**ACTIVITY:**
Output every entry below word for word, minus the images.

**EXERCISE INPUT:**
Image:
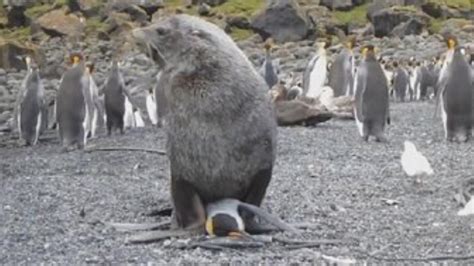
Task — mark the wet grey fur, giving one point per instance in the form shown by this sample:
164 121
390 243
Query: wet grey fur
221 126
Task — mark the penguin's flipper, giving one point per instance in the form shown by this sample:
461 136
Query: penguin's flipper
273 220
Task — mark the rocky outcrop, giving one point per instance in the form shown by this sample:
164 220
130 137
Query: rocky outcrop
411 27
57 23
11 52
16 12
338 4
386 20
136 12
282 20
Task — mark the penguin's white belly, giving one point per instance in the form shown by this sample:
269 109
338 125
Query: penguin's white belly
95 120
138 119
128 119
317 78
38 128
151 109
444 117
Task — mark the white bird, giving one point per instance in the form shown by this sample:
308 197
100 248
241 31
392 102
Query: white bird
414 163
468 208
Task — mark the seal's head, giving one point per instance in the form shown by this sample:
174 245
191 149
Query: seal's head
183 40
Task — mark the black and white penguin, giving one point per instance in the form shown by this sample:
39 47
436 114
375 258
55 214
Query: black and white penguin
401 82
371 97
32 109
224 218
341 73
117 102
96 108
151 106
72 105
315 74
268 69
456 89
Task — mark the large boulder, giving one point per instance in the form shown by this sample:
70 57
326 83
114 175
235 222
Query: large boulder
338 4
387 19
57 23
11 52
282 20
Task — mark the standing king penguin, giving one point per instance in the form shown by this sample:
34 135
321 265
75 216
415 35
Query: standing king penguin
71 105
32 118
371 97
314 77
341 74
456 94
116 100
401 82
96 108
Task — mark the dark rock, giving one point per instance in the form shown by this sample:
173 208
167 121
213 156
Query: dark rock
136 12
338 4
10 52
16 17
149 6
204 9
240 22
385 20
282 20
213 2
411 27
57 23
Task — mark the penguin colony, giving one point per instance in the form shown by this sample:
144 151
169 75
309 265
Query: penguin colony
360 89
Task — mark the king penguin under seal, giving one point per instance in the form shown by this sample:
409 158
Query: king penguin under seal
456 90
371 97
71 106
221 128
268 69
32 119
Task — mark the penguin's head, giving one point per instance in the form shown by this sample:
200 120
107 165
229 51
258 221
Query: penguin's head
451 41
268 45
224 224
90 67
28 61
368 51
350 43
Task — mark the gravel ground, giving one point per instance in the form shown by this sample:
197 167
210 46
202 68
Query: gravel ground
51 202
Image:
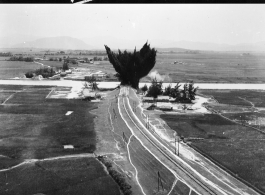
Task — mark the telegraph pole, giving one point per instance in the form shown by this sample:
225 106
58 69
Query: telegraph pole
178 146
159 182
124 137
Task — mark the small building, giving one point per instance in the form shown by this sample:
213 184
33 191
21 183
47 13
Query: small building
97 75
148 99
165 108
162 99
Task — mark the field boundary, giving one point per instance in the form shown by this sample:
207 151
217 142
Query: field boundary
224 168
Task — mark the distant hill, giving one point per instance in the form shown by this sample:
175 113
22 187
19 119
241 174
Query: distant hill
13 39
56 43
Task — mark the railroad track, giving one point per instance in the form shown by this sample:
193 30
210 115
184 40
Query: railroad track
169 157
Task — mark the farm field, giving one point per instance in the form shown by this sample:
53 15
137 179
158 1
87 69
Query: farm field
237 97
238 148
204 67
59 177
212 67
33 127
11 69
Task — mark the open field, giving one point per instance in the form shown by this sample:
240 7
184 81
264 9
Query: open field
204 67
61 176
11 69
212 67
238 148
237 97
254 119
33 127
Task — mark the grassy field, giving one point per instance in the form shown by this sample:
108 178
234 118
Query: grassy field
201 67
213 67
35 127
59 177
254 119
237 147
237 97
11 69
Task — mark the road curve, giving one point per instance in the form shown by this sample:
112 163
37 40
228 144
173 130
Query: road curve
194 179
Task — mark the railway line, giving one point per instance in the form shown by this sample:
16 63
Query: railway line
204 188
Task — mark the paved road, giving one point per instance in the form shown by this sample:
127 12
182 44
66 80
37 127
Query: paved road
202 176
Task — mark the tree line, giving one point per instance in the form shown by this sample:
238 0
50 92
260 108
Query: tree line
180 95
21 58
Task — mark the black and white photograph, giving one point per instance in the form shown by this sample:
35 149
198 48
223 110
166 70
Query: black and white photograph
132 99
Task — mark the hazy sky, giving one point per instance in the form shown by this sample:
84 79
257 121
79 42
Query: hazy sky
231 24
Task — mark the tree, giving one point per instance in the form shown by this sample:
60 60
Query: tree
175 92
93 84
144 88
65 65
155 89
192 91
168 90
131 67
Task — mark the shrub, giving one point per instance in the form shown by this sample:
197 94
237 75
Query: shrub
117 176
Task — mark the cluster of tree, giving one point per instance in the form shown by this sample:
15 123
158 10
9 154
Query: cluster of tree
5 54
100 58
55 59
180 95
132 66
65 65
93 83
44 72
21 58
117 176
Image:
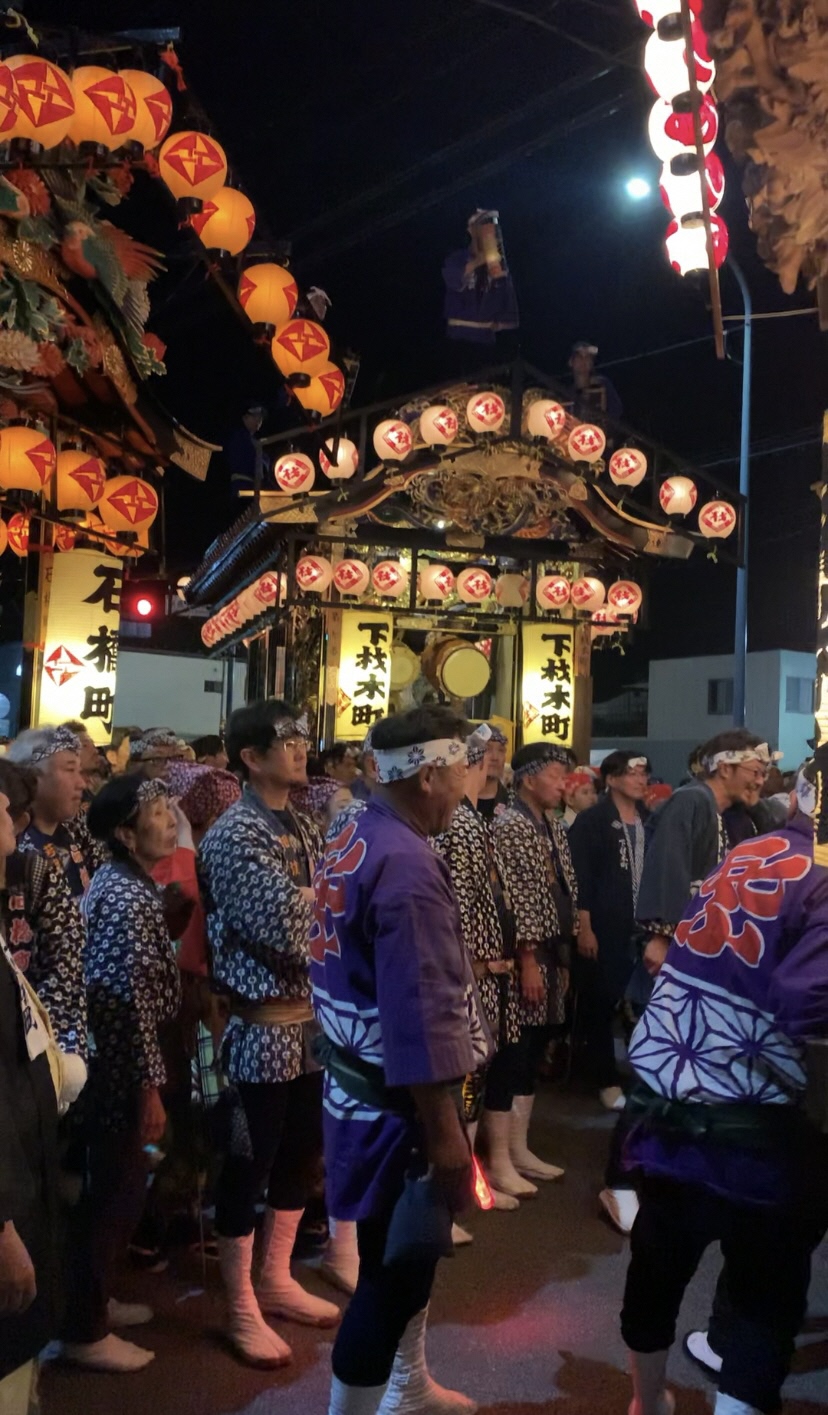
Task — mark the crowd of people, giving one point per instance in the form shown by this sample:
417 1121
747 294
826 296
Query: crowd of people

**COMPLETED TASK:**
Image:
Task — mark the wet grey fur, giving one point per instance in the form shown by this sample:
164 121
390 243
Query: wet grey fur
221 126
Task — mark the penguin's flipper, giving one point per instance in the form shown by this sample:
461 136
Query: penguin's flipper
273 220
Task — mark the rocky outcrop, giving one point per instance in the form shown by this sample:
164 220
130 137
Query: rocky outcrop
411 27
57 23
11 52
16 12
338 4
386 20
136 12
282 20
Task — mark the penguin's white belly, giving one point per instance in the form shown by this sample:
269 109
338 125
Query: penguin's white belly
95 120
138 119
128 119
317 78
38 128
151 109
444 117
Task — mark the white bird, giving one point per instance in the form shown by this sample:
308 197
100 248
241 31
392 102
Query: white bird
414 163
468 208
Task — mark the seal's head, giving one point per instance in the form shown by this sample:
174 245
191 149
Query: seal's head
183 40
Task — mark the black and white penguin, giving one point per instance in the form shown by this sample:
39 47
436 114
375 258
55 214
Query: black and white penguin
401 82
371 97
32 109
224 218
341 73
117 102
96 108
151 106
72 105
315 74
268 69
456 89
Task — mark the large boulder, giving one point per instance in the form shown by this sample:
70 57
326 83
114 175
235 222
Query: large boulder
338 4
387 19
57 23
11 52
282 20
Task — mark the standing king penguin, giving one point per instance in the form shown by this sample:
34 135
321 265
75 216
415 35
Query: standing king penguin
71 105
32 118
371 97
314 77
341 74
456 94
116 100
401 82
96 108
Task — mark the dark rock, giving one point per instance in the form shown by this sample:
173 208
167 121
213 156
Query: dark rock
136 12
338 4
10 52
16 17
149 6
204 9
240 22
385 20
282 20
213 2
411 27
57 23
Task — mark the penguin colony, giving one point per instance in the form shown by this sample:
144 151
169 75
309 265
Query: penguin colony
360 89
Task — mark the king penguin under seal, giving one point per instance in the form shown by this sample:
409 158
Query: king penguin under seal
456 90
371 97
71 106
221 128
268 69
32 119
Task — mark the penguin's head, giving one point per instance in the form shown by this sample:
200 120
107 165
229 51
258 221
Query: penguin's head
451 41
268 45
224 224
90 67
28 61
368 51
350 43
Task — mark the gravel ground, giving one point per instance in the form shown by this sample:
197 167
210 46
202 68
Query: gravel ground
51 202
Image:
Task — mark the telegraph pole, giving one point per instance in the form shown by this sample:
225 106
58 69
Query: telegraph pole
178 146
159 182
124 137
Task — mark the small building, giving one point per instance in the form shown by this sample:
213 184
33 191
21 183
47 13
Query: small building
97 75
148 99
165 108
162 99
Task — mark the field boundary, giving one point per instance in the form shown by this sample:
207 151
217 142
Query: field boundary
224 168
Task — mark the distant hill, giving one point per instance in the form shown by this sample:
175 113
22 187
19 119
241 174
Query: distant hill
13 39
56 43
Task — mark the railroad track, giving one point per instance in the form shown by this sample:
193 30
210 115
184 40
Query: railroad track
169 157
Task — mark the farm field, giving one point per instance in the form shown by this sample:
53 15
137 179
158 1
87 69
Query: farm field
237 97
238 148
204 67
59 177
212 67
33 127
11 69
Task — mark the open field, giving one point per instance in the form shown by this sample:
240 7
184 81
264 9
Query: open field
204 67
61 176
11 69
212 67
238 148
237 97
254 119
33 127
Task — mark the grassy field, giving one point per instance in the form shown by this sample:
108 178
234 118
Query: grassy field
201 67
213 67
35 127
59 177
254 119
237 147
237 97
11 69
Task — mark the road curve, giving one point per instance in the form shown by this sample:
112 163
37 40
228 144
173 130
Query: road curve
194 179
Task — mark the railway line, giving one point per instance in the form shown by this sample:
16 63
Query: railway line
204 188
Task — mark the paved road, giving one point per instance in the form shown by this sample:
127 12
182 44
66 80
37 127
Query: paved road
202 176
Task — mark the tree line, giving one point per instance in the form shown by this sample:
238 0
50 92
260 108
Query: tree line
180 95
21 58
Task — mark the black and white photograph, giving one point per instance in the form shown by this sample:
35 149
198 48
223 110
166 70
Query: black and white photograph
132 99
Task — mark the hazy sky, giving one point per instance in the form shown by this sample:
84 79
257 121
79 42
Query: hazy sky
231 24
Task — mark the tree, giving one point per instance in the form shown by this sample:
60 60
Query: tree
175 92
93 84
144 88
65 65
155 89
192 91
168 90
131 67
Task — mark the shrub, giving one point per instance in the form shown by this sample:
197 94
237 75
Query: shrub
117 176
Task — mark the cluster of tree, giving one point per instance in the form shown by this sample:
15 123
158 10
9 154
Query: cluster of tree
5 54
100 58
55 59
180 95
132 66
65 65
93 83
44 72
21 58
117 176
Image:
Task — mark the crowd of people, giving one point per instance in the form shown by this sample:
417 1121
747 294
826 296
Query: crowd of people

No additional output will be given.